PROBLEM DESCRIPTION
Convert the stretch of material below, from its start through the line containing "193,169,237,201", into a numbered list without blank lines. Leave the pictures out of your answer.

Coordinate annotation entries:
┄┄┄┄┄┄

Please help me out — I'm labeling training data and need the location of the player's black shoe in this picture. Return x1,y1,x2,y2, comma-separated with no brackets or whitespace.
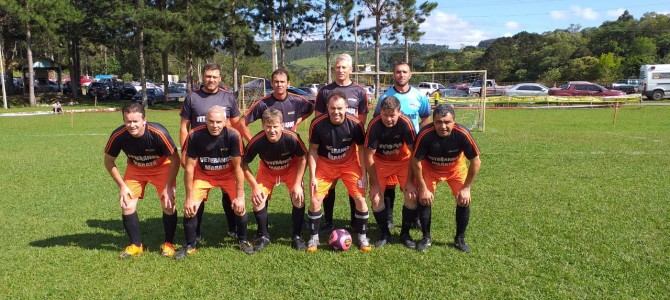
416,237,433,252
254,236,270,252
291,236,307,251
240,241,254,254
454,237,470,253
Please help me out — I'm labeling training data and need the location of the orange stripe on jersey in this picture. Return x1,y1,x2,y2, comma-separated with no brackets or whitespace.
105,127,128,153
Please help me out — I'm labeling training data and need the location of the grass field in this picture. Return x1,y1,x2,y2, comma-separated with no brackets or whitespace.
0,106,670,299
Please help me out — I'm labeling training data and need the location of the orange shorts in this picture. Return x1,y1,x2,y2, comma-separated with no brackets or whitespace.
316,156,365,198
123,159,170,199
375,158,409,189
421,160,468,196
256,161,298,196
193,169,237,201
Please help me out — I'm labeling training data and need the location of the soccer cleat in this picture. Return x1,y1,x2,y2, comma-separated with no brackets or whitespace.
306,235,319,253
240,241,255,255
454,237,470,253
416,237,433,252
254,236,270,252
119,244,144,258
292,235,306,251
161,242,176,257
174,245,197,260
400,235,416,249
358,234,372,253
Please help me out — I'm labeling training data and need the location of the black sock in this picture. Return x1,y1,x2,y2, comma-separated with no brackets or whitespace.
221,193,237,232
323,189,335,224
384,186,395,223
195,201,206,236
307,211,323,235
234,213,249,242
372,209,391,239
291,206,305,236
123,212,142,246
353,210,368,234
184,217,202,247
163,211,177,244
254,205,270,238
456,206,470,238
418,204,432,238
400,205,417,236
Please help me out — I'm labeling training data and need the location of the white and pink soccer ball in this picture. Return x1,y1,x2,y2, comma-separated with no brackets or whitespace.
328,228,352,251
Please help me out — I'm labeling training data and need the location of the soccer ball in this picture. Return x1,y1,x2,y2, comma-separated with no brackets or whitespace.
328,228,351,251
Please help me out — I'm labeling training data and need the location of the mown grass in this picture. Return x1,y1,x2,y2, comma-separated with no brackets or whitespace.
0,107,670,299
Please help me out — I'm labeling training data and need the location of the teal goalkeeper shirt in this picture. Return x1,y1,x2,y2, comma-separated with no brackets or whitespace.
374,86,430,133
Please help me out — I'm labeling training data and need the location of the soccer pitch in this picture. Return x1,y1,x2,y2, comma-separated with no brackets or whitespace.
0,106,670,299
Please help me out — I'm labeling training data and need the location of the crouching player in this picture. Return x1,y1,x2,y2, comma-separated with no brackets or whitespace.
242,108,307,251
175,105,253,259
307,91,372,252
105,103,179,258
365,96,416,248
412,104,481,253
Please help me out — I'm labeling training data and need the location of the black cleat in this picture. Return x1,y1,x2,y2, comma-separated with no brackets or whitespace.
416,237,433,252
400,235,416,249
240,241,254,255
454,237,470,253
254,236,270,252
291,236,307,251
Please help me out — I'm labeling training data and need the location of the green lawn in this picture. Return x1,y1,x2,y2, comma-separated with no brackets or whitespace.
0,106,670,299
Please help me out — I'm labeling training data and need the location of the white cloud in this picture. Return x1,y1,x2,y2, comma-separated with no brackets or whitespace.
421,11,491,49
607,8,626,18
505,21,521,30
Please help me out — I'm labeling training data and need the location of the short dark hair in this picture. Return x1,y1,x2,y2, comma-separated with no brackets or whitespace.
121,102,146,118
381,96,400,110
326,91,347,105
433,104,456,120
270,68,291,81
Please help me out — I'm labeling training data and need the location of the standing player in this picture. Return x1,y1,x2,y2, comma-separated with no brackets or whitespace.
374,62,430,232
314,53,368,231
243,69,314,135
242,108,307,251
412,104,481,253
307,91,372,252
179,64,251,244
105,103,179,258
175,105,253,259
365,96,416,248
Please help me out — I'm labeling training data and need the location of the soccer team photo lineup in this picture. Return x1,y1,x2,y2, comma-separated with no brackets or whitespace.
104,58,481,260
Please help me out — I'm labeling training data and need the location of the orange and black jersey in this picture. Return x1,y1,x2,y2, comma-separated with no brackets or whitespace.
309,114,365,161
365,115,416,160
105,122,177,168
314,82,368,116
244,130,307,171
184,125,242,173
245,93,314,130
414,124,479,170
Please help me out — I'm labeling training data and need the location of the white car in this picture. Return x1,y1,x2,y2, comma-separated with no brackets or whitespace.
503,83,549,96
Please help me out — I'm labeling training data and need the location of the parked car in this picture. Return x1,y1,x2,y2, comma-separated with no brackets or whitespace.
503,83,549,97
612,79,642,94
549,81,626,96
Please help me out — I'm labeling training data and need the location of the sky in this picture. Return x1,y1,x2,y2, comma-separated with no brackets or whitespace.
362,0,670,49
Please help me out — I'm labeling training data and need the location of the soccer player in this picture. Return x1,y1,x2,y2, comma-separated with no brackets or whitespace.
307,91,372,252
105,103,179,258
412,104,481,253
314,53,368,231
242,108,307,251
175,105,253,259
374,62,430,228
365,96,416,248
179,64,251,244
243,69,314,132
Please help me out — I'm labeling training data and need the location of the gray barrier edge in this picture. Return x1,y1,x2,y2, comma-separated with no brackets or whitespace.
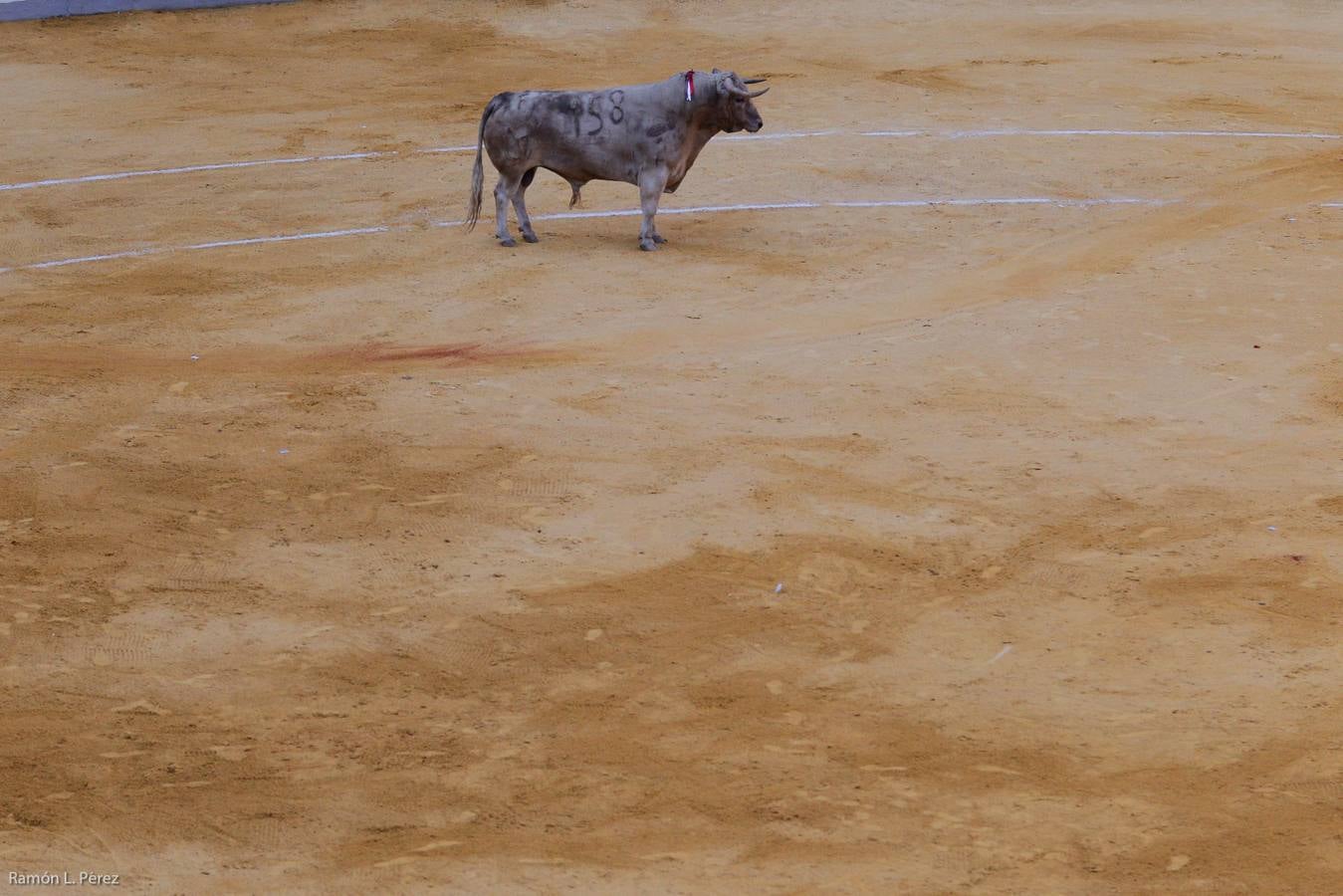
0,0,290,22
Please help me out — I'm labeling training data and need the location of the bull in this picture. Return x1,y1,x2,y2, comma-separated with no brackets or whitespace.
466,69,770,251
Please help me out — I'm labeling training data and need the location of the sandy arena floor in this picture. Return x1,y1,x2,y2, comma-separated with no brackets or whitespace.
0,0,1343,895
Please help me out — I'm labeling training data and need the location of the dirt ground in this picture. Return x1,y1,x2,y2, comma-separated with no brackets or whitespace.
0,0,1343,895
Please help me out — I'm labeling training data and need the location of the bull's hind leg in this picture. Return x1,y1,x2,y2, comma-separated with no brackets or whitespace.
513,168,538,243
494,172,521,247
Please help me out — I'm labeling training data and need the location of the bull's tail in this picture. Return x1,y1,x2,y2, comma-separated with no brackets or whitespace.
466,96,504,230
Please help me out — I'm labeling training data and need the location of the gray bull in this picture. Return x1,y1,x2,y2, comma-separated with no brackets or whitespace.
466,69,769,250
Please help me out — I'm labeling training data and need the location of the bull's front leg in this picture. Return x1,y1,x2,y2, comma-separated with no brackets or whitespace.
639,168,667,253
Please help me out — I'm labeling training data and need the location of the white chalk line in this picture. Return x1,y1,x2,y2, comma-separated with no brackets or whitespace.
0,196,1160,274
0,127,1343,192
924,127,1343,139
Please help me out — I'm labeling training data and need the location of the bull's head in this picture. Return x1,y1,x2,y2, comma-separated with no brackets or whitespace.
713,69,770,133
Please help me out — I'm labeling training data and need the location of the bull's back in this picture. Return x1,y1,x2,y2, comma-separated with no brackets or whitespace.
485,86,673,183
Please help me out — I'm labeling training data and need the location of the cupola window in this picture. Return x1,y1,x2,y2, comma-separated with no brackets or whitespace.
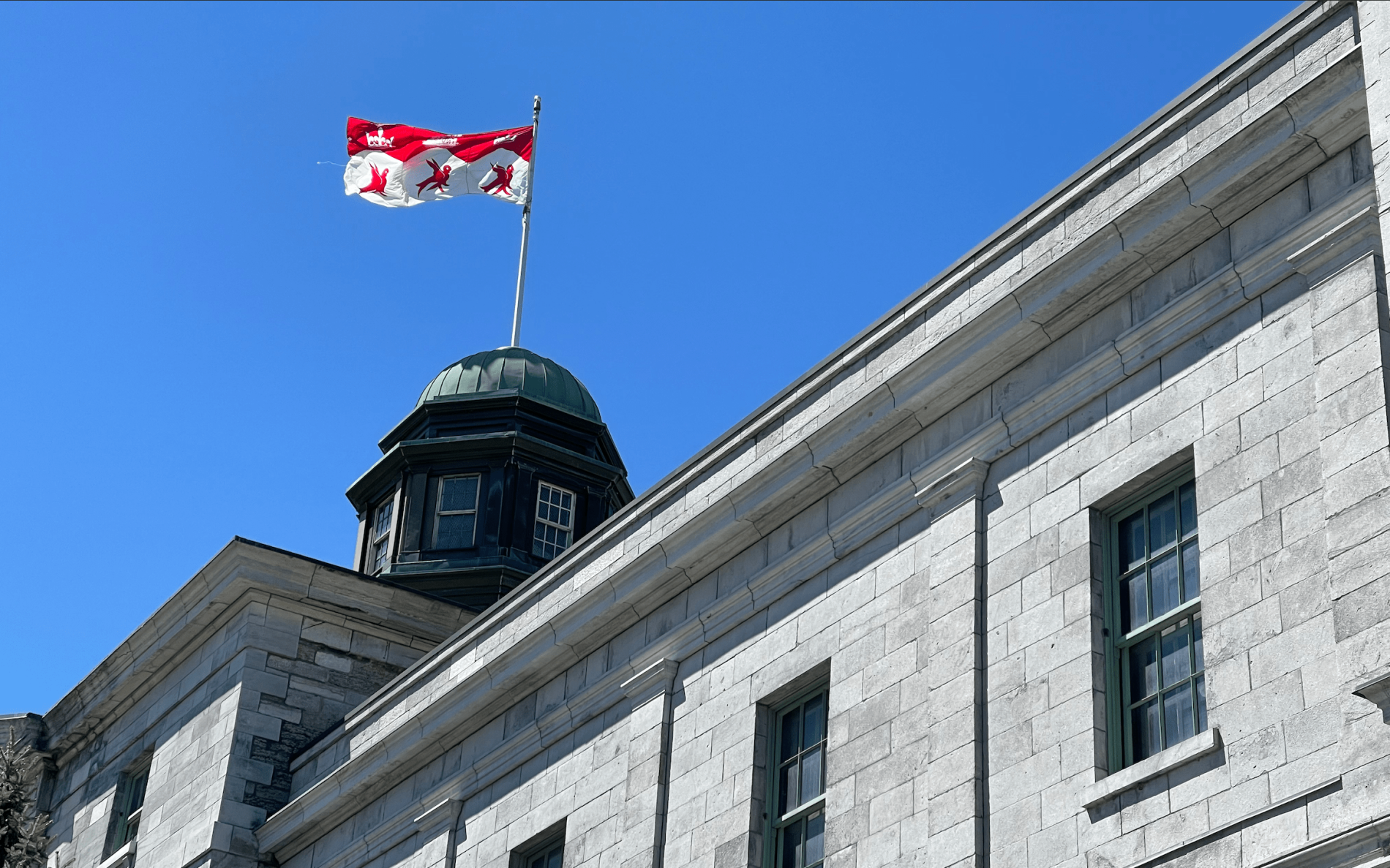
371,500,397,573
434,474,478,548
531,482,574,559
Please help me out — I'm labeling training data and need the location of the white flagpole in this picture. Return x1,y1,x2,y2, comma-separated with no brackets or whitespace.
511,96,541,347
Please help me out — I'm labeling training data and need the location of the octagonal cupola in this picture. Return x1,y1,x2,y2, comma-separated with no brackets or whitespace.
348,347,633,610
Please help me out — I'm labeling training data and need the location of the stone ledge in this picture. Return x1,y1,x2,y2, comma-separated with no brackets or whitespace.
1081,726,1220,808
1351,672,1390,723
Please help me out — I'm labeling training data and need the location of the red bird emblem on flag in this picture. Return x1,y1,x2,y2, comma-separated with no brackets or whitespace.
357,164,391,197
416,159,453,199
478,162,513,196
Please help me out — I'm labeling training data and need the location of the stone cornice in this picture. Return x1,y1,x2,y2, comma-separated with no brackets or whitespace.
623,657,680,707
261,167,1373,853
250,13,1364,858
1288,201,1380,284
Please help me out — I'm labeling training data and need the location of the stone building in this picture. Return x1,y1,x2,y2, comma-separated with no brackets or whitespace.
10,3,1390,868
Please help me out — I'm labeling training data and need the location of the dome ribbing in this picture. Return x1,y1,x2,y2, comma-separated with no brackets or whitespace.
416,347,604,422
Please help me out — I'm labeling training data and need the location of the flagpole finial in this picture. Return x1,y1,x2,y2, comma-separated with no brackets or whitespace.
511,94,541,347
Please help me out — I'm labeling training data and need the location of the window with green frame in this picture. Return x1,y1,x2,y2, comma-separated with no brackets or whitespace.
107,765,150,853
767,686,828,868
516,839,564,868
1105,469,1206,771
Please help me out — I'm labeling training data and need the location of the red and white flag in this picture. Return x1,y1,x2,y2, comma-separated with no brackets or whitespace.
343,118,536,208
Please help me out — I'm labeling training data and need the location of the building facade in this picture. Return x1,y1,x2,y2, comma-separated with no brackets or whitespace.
10,1,1390,868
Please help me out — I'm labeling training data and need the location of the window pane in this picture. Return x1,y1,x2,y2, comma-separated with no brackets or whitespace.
1163,684,1195,747
439,476,478,513
1120,510,1144,572
778,709,800,763
1192,618,1206,672
781,822,800,868
1120,570,1148,633
1132,698,1162,763
777,761,800,817
1177,482,1197,536
802,695,826,747
1163,621,1192,687
1129,638,1158,703
1135,551,1182,627
797,747,823,804
806,814,826,865
1183,540,1203,603
1148,494,1177,551
1192,675,1206,732
125,771,150,814
435,513,476,548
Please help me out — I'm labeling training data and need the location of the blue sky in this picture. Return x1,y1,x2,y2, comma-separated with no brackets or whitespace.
0,1,1294,712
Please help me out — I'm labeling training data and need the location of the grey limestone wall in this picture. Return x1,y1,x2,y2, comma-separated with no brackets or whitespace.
258,4,1390,868
50,555,456,868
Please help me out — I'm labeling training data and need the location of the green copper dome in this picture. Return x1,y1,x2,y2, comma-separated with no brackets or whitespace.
416,347,604,422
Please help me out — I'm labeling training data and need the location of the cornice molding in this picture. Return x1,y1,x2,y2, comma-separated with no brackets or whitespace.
258,15,1359,858
623,657,680,709
1288,200,1380,286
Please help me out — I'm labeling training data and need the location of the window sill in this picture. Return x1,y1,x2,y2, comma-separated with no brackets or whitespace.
97,839,135,868
1081,726,1220,808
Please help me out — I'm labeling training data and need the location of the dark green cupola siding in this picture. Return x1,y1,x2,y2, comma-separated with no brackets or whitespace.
348,347,633,610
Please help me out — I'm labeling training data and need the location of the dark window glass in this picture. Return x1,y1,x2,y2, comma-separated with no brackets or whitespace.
769,690,827,868
1111,479,1206,764
111,768,150,850
434,475,480,548
522,842,564,868
531,482,574,559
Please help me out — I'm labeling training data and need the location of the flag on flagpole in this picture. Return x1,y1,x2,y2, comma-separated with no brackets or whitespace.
343,118,536,208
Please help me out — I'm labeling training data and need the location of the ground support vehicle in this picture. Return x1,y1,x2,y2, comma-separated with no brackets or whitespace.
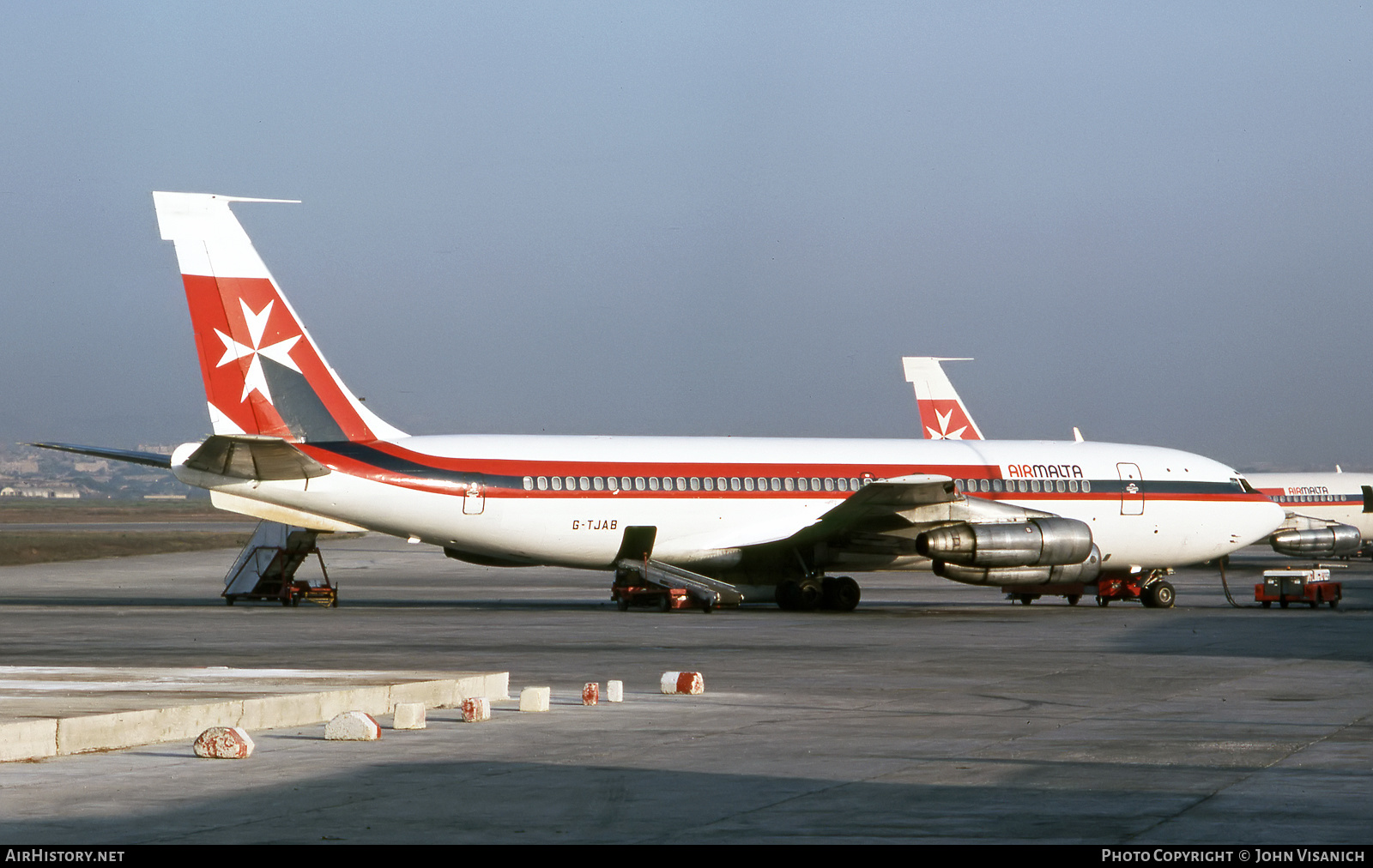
1254,567,1344,608
1001,582,1086,606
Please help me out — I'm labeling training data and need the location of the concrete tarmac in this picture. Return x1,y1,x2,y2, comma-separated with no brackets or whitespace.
0,535,1373,845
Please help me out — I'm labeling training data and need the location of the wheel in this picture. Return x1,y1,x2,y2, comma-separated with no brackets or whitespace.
773,581,799,612
1144,581,1178,608
795,580,826,612
824,576,862,612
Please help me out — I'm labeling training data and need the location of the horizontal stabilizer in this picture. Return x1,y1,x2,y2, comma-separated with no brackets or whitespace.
183,434,330,480
29,443,172,470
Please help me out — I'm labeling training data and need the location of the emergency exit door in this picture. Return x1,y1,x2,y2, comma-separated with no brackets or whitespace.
1116,463,1144,515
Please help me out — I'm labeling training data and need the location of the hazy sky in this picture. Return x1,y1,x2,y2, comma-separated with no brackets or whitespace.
0,2,1373,468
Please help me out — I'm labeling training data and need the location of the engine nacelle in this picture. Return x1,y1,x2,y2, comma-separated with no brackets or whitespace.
916,518,1093,568
1268,525,1364,558
934,546,1101,585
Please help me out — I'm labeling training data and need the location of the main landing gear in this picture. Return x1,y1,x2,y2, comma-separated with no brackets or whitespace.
777,576,862,612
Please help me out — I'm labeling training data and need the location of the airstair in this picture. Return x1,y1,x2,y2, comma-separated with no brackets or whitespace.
221,521,339,607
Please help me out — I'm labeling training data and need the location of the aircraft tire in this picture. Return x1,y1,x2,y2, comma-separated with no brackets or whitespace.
826,576,862,612
1145,582,1178,608
773,581,799,612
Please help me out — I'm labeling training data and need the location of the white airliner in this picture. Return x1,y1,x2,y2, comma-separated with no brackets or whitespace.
901,356,1373,558
32,192,1282,610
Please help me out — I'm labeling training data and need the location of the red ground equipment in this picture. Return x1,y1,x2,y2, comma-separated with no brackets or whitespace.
1254,567,1344,608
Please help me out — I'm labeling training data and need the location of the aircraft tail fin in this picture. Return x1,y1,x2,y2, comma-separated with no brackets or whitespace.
901,356,986,439
153,192,405,441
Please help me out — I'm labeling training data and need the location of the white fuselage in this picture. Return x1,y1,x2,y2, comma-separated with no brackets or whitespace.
176,436,1284,571
1247,473,1373,541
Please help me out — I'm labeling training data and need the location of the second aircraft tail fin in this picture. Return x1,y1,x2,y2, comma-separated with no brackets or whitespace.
901,356,984,439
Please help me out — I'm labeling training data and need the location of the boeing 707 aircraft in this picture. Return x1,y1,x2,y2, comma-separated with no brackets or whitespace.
32,192,1282,610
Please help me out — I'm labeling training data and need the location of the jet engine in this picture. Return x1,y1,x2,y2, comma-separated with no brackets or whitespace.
916,518,1100,568
1268,525,1364,558
934,546,1101,585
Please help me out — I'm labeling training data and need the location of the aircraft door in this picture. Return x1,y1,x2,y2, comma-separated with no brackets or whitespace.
1116,461,1144,515
463,482,486,515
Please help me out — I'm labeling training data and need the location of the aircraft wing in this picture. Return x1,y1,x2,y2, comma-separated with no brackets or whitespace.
788,473,963,543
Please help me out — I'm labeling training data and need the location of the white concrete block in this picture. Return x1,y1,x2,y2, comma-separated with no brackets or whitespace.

┄┄┄┄┄┄

WRITTEN ANSWER
1. Please help me out — I'm labeling training data and need the location of the player's black shoe in this picture. Return x1,y1,x2,y2, comma-separated with no brackets or whitespace.
2. 416,237,433,252
3. 254,236,270,252
4. 291,236,307,251
5. 240,241,254,254
6. 454,237,470,253
7. Please help me out — I'm labeling training data and need the location of the orange stripe on jersey in this picture. Return x1,y1,x2,y2, comma-separated with no brackets or whitespace.
8. 105,127,128,153
9. Please help me out — I'm labeling training data and need the location of the grass field in this picture. Return x1,y1,x2,y2, comma-separated with no brackets or whitespace.
10. 0,106,670,299
11. Please help me out — I'm labeling training data and need the location of the orange shorts in this picture. Return x1,y1,x2,y2, comma-separated with no brackets or whitespace.
12. 316,156,365,198
13. 123,159,170,199
14. 375,158,409,189
15. 421,160,468,196
16. 256,161,298,196
17. 193,169,237,201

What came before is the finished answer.